• Do this: Transcribe the records exactly from the line with "of white buoy" to the end, both included.

• Recorded data:

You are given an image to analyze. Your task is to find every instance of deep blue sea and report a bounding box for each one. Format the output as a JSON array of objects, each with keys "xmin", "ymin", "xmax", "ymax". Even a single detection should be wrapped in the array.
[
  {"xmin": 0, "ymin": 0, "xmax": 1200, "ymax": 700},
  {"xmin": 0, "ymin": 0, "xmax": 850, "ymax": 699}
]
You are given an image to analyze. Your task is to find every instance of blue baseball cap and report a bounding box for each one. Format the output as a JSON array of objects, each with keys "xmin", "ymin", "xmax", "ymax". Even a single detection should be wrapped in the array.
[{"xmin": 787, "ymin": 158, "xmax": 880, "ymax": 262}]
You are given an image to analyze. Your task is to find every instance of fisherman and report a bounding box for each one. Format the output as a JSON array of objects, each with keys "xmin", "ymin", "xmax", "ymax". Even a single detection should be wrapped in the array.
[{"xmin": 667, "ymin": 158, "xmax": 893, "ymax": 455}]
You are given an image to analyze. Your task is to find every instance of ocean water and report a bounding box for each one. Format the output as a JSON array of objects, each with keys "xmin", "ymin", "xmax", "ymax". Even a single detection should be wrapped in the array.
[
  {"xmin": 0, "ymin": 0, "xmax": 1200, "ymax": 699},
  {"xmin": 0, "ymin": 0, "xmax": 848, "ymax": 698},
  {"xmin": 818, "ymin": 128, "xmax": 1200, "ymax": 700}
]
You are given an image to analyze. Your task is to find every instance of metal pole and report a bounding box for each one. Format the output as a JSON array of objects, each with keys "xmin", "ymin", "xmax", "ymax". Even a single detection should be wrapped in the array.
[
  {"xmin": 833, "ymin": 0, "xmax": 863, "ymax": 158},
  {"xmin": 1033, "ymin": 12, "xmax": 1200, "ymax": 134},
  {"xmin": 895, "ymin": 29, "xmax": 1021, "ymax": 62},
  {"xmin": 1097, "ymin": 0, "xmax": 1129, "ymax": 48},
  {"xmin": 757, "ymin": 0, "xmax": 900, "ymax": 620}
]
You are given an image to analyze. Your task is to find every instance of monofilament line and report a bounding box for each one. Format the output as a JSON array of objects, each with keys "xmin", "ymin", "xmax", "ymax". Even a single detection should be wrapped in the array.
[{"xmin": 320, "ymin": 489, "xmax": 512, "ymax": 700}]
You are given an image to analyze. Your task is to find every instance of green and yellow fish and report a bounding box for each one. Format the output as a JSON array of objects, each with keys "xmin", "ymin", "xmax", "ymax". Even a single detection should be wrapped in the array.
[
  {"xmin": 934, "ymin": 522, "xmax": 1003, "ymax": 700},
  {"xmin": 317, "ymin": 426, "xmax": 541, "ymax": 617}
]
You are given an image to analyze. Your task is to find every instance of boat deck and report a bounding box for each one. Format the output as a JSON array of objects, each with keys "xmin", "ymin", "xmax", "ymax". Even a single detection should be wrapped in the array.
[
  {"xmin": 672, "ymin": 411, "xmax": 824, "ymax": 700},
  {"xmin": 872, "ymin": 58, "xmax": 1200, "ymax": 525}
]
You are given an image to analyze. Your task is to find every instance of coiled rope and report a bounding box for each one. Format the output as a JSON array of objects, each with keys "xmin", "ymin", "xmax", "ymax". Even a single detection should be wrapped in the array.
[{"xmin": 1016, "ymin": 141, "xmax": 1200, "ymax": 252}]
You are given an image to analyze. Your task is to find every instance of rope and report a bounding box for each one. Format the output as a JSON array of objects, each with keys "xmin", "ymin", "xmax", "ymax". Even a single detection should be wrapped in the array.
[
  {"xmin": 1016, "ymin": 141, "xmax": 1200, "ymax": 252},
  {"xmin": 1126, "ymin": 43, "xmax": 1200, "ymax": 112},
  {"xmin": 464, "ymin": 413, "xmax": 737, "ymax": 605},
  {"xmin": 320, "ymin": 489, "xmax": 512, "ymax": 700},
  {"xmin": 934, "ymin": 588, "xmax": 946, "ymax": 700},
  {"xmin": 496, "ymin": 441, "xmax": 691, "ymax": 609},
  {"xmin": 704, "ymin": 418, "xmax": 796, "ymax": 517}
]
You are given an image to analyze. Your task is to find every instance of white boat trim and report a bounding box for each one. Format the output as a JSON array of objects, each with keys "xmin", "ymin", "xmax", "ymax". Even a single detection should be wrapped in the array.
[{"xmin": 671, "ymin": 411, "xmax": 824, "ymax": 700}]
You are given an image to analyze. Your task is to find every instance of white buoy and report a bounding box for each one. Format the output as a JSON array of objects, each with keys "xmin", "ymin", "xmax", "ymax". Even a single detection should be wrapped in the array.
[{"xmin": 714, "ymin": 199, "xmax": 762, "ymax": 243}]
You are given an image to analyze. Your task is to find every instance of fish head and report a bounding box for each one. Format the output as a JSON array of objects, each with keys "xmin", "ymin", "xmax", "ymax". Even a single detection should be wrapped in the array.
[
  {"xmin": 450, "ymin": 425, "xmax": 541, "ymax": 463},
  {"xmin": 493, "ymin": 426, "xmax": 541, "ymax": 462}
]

• Reply:
You are given an image to analyze. Your task is to find every instance of white buoy and report a bounding box for each one. Format the output as a JSON array of objects, each with keys "xmin", "ymin", "xmax", "ymax". Even a single detection should be wrapped in the array.
[{"xmin": 714, "ymin": 199, "xmax": 762, "ymax": 243}]
You are given an image to analyze. Your task is to find every instance of fish head and report a bounding box for each one. Format the output as a JSON array of objects, each with keys "xmin", "ymin", "xmax", "ymax". Even a single detection should be wrapped in the array.
[
  {"xmin": 450, "ymin": 425, "xmax": 541, "ymax": 463},
  {"xmin": 493, "ymin": 426, "xmax": 541, "ymax": 462}
]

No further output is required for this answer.